▸ ARBEITSAUFTRAG 1: Stimmen diese Aussagen mit dem Forenthread zur durchgestrichenen Null überein? (a) Gumbo kennt keine Schriftart, die das Unicode-Symbol für NULL (U+2400) enthält. (b) hubeR83 bestätigt, dass &empty; genau das gesuchte Zeichen ist. (c) Gumbo rät, eine Schriftart zu wählen, die die Null mit Schrägstrich darstellt. Beantworte jede Aussage mit Ja oder Nein und zitiere die entscheidenden Worte aus dem Thread wörtlich.

▸ VORLIEGENDER TEXT:
::::::::::
# "Geslashte" 0 (Null) darstellen?



## hubeR83 (14. November 2006)

Hoi Gemeinde...

ich sitze vor einem Prblem, welches mich auffrisst, und zwar, wie stelle ich eine geslashte (mit schrägstrich) 0 dar? Ich habe alle möglichen Zeichensätze durchforstet aber nichts Brauchbares gefunden, nun seid ihr meine letzte Hilfe! 

Ich hoffe ich bin damit im richtigen Forum!?

freundliche Grüße
hubeR83


----------



## Gumbo (14. November 2006)

Das Zeichen „NULL“ ist ein nicht-druckbares Zeichen. Was also willst du da darstellen? Es gibt in Unicode noch das Symbol für NULL (U+2400), das allerdings in keiner mir bekannten Schriftart enthalten ist. Meinst du etwa das?


----------



## deepthroat (14. November 2006)

Hi.

Du meinst nicht zufällig &empty; bzw. ? für eine leere Menge? (Unicode Zeichen 8709 [dezimal])

Gruß


----------



## hubeR83 (14. November 2006)

Also das Zeichen &empty; kommt dehm schon nahe (habe ich auch gefunden), allerdings ist dies ein gestrichenes "O", ich aber brauche die "0", also nicht NULL (hab ich mich evtl falsch ausgedrückt, sorry).

z.B.: http://en.wikipedia.org/wiki/Image:SlashedZero.png wie damals!


----------



## Gumbo (14. November 2006)

Dann musst du eine Schriftart wählen, die die Null so darstellt.


----------
::::::::::
Gespeicherte Datensätze
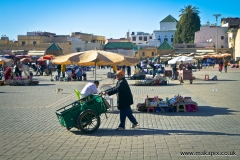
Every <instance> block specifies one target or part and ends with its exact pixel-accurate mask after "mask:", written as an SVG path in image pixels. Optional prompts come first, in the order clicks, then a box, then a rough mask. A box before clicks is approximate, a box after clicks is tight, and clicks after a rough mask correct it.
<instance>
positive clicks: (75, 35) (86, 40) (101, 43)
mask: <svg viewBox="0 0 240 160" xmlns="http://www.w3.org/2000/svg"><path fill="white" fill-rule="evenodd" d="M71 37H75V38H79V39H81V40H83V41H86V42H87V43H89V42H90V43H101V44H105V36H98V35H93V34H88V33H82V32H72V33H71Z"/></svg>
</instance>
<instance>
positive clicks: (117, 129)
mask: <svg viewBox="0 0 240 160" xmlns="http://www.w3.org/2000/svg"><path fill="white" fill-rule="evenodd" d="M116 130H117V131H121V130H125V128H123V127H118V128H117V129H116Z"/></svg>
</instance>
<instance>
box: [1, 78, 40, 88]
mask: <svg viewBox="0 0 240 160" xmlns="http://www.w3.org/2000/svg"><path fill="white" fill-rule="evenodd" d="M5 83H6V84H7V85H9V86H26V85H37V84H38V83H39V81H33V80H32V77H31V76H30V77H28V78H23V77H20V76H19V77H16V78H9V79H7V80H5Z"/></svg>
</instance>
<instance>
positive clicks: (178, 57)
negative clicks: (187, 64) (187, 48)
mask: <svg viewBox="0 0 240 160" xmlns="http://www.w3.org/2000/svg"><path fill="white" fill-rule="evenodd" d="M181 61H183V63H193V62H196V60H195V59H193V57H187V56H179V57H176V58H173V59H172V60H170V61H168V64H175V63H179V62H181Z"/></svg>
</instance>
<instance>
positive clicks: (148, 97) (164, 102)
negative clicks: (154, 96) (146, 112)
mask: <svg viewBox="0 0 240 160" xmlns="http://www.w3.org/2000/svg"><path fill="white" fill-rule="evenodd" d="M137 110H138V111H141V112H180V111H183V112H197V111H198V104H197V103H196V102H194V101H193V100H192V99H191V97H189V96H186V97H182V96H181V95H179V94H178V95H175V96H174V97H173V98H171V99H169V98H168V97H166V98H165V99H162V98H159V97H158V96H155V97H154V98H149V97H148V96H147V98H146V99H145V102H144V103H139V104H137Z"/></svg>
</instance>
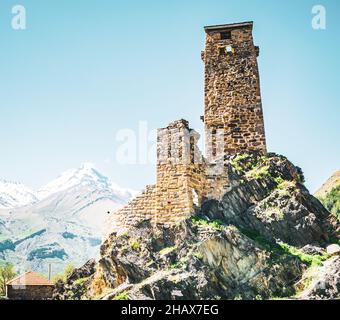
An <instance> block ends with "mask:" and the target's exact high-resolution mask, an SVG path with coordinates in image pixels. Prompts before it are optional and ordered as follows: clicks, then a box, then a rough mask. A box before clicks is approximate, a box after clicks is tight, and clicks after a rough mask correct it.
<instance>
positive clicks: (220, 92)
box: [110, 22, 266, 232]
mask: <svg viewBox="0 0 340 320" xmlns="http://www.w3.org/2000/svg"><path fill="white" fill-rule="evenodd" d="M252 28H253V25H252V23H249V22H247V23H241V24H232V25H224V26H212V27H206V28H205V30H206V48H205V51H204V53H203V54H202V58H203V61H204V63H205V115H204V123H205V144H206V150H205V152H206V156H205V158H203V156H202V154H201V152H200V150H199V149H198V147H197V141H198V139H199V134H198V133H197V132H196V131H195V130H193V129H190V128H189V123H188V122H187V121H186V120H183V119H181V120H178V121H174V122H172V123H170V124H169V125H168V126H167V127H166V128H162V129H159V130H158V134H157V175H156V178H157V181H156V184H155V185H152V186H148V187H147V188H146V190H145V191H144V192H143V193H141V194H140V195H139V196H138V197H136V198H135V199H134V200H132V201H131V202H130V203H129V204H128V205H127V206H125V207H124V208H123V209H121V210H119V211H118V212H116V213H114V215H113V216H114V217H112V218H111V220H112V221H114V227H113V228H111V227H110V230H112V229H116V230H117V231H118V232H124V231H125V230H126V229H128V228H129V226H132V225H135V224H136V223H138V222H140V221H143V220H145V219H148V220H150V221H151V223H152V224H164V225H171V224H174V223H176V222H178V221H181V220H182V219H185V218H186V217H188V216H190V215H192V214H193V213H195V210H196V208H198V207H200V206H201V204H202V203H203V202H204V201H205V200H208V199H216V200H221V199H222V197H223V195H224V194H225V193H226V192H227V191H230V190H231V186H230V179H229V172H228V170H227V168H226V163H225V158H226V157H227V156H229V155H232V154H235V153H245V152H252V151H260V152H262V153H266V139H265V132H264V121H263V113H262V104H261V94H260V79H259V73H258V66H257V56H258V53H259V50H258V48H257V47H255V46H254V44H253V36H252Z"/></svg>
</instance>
::::::::::
▸ ARBEITSAUFTRAG 2: Liste jede Zeile der Datensätze auf, in der das Wort „with“ vorkommt.

▸ SCHRIFTLICHE ANTWORT 1:
(a) Ja: „das allerdings in keiner mir bekannten Schriftart enthalten ist“
(b) Nein: „allerdings ist dies ein gestrichenes "O", ich aber brauche die "0"“
(c) Ja: „Dann musst du eine Schriftart wählen, die die Null so darstellt.“

▸ SCHRIFTLICHE ANTWORT 2:
Every <instance> block specifies one target or part and ends with its exact pixel-accurate mask after "mask:", written as an SVG path in image pixels. Optional prompts come first, in the order clicks, then a box, then a rough mask. A box before clicks is approximate, a box after clicks is tight, and clicks after a rough mask correct it.
An <instance> block ends with "mask:" and the target's exact high-resolution mask, an SVG path with coordinates in image pixels. Prompts before it are optional and ordered as follows: clicks, then a box, then a rough mask. A box before clicks is approximate, a box after clicks is tight, and clicks after a rough mask correct it.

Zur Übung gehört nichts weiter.